> **TASK DIRECTIONS**: Within the data that follows, how many lines carry the string "below"? Give the number alone.

BEGIN

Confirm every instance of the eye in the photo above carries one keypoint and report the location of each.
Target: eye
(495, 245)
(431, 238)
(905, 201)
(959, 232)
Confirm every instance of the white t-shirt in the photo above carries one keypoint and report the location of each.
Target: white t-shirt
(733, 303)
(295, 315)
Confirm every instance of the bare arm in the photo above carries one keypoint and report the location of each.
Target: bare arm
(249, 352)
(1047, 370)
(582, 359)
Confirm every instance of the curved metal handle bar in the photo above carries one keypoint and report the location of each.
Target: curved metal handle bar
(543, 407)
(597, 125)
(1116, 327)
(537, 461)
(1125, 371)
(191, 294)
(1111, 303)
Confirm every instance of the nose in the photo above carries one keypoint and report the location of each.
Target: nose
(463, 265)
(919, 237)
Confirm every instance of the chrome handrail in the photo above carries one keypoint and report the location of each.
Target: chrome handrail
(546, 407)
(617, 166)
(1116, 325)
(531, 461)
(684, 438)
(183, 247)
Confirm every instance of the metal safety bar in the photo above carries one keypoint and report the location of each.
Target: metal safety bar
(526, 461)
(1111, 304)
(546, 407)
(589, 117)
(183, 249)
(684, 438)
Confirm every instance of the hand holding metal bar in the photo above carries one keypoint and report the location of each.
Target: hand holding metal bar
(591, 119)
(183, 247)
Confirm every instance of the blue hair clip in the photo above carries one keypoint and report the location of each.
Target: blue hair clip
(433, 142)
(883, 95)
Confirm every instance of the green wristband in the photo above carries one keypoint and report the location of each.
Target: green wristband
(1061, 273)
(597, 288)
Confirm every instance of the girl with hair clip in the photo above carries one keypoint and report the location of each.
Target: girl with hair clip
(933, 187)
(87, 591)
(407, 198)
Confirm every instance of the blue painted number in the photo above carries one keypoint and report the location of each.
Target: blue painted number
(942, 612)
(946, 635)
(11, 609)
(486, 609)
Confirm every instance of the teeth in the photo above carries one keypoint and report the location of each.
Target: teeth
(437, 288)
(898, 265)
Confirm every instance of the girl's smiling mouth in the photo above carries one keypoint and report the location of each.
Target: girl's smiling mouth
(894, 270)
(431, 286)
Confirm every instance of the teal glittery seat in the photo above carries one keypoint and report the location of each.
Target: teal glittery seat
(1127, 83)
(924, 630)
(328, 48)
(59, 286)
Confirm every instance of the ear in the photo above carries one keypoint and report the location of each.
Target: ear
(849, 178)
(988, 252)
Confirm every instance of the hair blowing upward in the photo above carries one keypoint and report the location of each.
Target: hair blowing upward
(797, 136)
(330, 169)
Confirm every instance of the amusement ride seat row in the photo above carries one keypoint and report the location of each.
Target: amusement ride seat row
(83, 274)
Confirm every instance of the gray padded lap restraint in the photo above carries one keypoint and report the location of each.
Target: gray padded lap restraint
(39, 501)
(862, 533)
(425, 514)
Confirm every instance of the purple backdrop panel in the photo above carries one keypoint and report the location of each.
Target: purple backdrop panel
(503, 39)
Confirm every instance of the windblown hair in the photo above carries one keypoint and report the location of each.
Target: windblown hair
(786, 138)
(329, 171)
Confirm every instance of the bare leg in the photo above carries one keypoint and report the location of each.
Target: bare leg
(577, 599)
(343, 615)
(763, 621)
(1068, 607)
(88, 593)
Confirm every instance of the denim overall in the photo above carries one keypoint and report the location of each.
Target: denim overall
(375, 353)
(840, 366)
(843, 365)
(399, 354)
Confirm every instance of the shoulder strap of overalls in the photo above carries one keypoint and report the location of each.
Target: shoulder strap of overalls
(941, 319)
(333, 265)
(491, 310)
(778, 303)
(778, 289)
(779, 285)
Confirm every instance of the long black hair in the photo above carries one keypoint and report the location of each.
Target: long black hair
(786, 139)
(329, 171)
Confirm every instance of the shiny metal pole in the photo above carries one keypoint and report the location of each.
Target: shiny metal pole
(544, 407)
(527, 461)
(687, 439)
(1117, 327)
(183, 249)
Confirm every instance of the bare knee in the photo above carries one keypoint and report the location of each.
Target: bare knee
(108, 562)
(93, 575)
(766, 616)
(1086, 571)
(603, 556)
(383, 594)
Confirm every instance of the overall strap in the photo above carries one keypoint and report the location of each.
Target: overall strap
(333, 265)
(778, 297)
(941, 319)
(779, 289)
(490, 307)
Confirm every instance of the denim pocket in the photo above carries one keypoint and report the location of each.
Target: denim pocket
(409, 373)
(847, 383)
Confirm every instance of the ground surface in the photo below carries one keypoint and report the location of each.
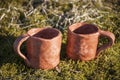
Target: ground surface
(18, 16)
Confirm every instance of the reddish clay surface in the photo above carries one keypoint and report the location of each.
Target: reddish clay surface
(43, 47)
(82, 41)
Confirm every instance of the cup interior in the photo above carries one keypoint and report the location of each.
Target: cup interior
(86, 29)
(47, 33)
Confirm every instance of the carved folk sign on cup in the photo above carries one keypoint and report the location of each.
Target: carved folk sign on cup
(82, 41)
(43, 47)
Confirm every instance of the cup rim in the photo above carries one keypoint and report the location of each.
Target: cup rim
(77, 25)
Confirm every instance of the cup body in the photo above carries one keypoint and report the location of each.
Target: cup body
(43, 48)
(82, 41)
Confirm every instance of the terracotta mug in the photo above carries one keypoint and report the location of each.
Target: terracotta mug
(82, 41)
(43, 47)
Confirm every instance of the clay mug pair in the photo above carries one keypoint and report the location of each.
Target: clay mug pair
(44, 44)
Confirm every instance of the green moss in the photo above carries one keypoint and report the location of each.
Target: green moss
(20, 16)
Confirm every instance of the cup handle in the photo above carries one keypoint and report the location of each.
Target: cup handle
(111, 39)
(17, 44)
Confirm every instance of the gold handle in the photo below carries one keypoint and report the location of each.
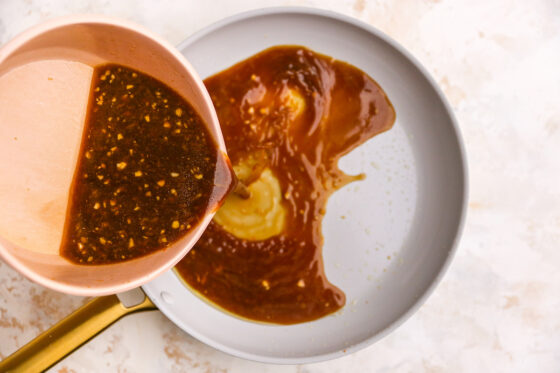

END

> **ANSWER FOR THE TASK**: 2